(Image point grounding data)
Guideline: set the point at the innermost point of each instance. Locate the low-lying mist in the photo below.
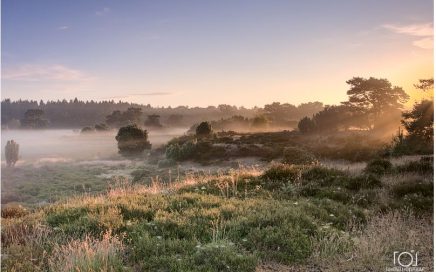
(62, 145)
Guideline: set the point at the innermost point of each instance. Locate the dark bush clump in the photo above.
(322, 176)
(414, 194)
(132, 140)
(423, 166)
(413, 187)
(282, 173)
(204, 129)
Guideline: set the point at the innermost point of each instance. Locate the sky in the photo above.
(199, 53)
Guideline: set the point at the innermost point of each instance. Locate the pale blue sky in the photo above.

About this task:
For each entry above, write it out again exactly but leave out any picture.

Written answer:
Guideline: set the point at the innermost point of each instance. Locate the low-lying mist in the photo below.
(62, 145)
Guideline: set the point at the innermost point of each instance. Locate the dark bush clump in the photo above.
(322, 176)
(414, 194)
(132, 140)
(423, 166)
(413, 187)
(282, 173)
(204, 129)
Guideline: set the point at the innermost point of each instance. Locate the sky in the photo above.
(199, 53)
Guideline: set the point at the innermost point of each instance. Locate the pale blue sky in the photo above.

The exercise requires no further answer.